■ Task prompt ■
From the line with "Need: drop a pin on every instance of the short" to the final line of the records, reproduce every line exactly and only those lines.

Stored dataset items
=======

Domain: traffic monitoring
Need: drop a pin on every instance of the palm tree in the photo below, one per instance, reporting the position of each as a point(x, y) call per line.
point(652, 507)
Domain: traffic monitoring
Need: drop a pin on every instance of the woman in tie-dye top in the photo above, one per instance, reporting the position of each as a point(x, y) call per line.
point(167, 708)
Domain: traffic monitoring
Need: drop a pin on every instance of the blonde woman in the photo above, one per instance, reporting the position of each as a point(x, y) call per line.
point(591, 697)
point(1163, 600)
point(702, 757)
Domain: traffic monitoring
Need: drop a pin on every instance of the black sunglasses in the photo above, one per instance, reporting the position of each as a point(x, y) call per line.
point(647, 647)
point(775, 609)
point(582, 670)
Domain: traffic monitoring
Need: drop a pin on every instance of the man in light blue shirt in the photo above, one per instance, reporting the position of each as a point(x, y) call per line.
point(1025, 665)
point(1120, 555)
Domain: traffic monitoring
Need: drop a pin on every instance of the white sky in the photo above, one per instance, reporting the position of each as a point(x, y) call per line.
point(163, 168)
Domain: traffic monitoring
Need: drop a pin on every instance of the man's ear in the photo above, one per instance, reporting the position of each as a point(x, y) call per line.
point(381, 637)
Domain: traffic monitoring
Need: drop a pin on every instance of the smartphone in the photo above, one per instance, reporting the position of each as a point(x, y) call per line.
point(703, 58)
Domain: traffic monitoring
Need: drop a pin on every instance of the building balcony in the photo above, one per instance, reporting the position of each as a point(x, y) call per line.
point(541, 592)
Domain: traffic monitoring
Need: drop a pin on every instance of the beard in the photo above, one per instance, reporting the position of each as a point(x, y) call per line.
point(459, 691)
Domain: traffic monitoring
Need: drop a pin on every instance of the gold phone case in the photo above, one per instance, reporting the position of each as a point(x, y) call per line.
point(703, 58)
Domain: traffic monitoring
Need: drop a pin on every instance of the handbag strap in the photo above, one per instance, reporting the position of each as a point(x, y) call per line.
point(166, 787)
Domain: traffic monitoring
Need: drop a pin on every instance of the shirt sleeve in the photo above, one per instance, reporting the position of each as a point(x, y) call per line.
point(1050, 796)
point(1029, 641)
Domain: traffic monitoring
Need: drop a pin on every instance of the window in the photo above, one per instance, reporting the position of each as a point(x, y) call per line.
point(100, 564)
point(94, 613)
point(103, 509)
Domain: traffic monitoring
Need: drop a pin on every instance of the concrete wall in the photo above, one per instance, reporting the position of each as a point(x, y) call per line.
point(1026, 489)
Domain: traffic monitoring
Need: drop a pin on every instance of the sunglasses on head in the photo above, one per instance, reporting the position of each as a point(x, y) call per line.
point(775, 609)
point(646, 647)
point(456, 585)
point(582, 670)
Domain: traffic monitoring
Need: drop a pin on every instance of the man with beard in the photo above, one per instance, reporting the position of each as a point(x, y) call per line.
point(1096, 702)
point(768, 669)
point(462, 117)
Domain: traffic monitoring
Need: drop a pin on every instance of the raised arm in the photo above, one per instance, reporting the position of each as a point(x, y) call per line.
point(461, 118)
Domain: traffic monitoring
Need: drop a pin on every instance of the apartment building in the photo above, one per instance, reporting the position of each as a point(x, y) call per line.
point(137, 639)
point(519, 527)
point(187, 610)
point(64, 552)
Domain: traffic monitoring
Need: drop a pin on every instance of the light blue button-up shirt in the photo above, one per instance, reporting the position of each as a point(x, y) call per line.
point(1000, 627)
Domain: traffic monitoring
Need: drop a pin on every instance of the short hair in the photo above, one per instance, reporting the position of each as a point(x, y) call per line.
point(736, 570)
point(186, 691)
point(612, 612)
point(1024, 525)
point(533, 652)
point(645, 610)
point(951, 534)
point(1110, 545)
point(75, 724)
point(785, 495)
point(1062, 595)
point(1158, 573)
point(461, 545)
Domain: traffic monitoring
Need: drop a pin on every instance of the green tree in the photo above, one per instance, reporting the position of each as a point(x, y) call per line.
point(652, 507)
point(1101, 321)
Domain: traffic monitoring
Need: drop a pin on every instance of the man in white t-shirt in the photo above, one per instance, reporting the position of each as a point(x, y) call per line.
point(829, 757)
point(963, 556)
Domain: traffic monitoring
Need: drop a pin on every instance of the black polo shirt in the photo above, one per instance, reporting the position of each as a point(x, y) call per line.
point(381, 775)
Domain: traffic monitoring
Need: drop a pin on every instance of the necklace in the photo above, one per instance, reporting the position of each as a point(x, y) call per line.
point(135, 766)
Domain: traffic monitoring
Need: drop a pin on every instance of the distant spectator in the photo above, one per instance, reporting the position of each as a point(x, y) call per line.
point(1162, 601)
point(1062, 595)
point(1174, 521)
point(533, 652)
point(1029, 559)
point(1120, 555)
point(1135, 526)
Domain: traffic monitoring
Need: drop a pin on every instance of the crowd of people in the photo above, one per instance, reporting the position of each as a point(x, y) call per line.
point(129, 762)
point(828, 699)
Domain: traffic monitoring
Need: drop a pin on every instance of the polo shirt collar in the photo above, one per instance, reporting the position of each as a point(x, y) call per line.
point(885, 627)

=======

■ Completed task ■
Need: drop a pin on every instance of the short hair in the photo above, one per instance, reporting the position of each as a point(x, y) call per line.
point(736, 570)
point(186, 691)
point(612, 612)
point(1024, 525)
point(533, 652)
point(645, 610)
point(951, 534)
point(1110, 545)
point(75, 724)
point(785, 495)
point(1062, 595)
point(1158, 573)
point(461, 545)
Domain: traffic monitoring
Need: drop a pin on every instance of the green tree in the photo above, one per instance, reporting the position of each as a point(x, y) call per line.
point(652, 507)
point(1101, 321)
Domain: traffic monitoring
Need: drop a pin on every instance of the man in white t-shirt in the photo above, one per instance, reporting the position of each as a point(x, y) call per line.
point(829, 757)
point(963, 556)
Domain: traffic monitoring
Need: drop a pin on every instance of the black polo shirt in the photo above, one per instance, reporting the position of each as a point(x, y) call per line.
point(381, 775)
Domain: traffic monitoring
Need: drop a pin on every instance of the necklace in the photo above, one per instance, reporting the position of each as a point(x, y) call per line.
point(135, 766)
Domain: traffic monitoring
Need: drop a pin on every instance of the distant spectator in the photo above, one per instance, reporting the position of each as a point(x, y) call per line.
point(1162, 601)
point(1062, 595)
point(1174, 521)
point(533, 652)
point(1029, 559)
point(1120, 555)
point(1135, 526)
Domain: traffic monitoring
Need: drop a pin on every instance of the crowd of people in the photo above, one per instance, reporting the position of each as a point(x, y) call per line.
point(129, 762)
point(828, 699)
Domain: traffic monitoring
Need: drop a pin on every instance of the polo shirt collar in the photo above, one per instance, reporting the position of each as a point(x, y) call per line.
point(885, 627)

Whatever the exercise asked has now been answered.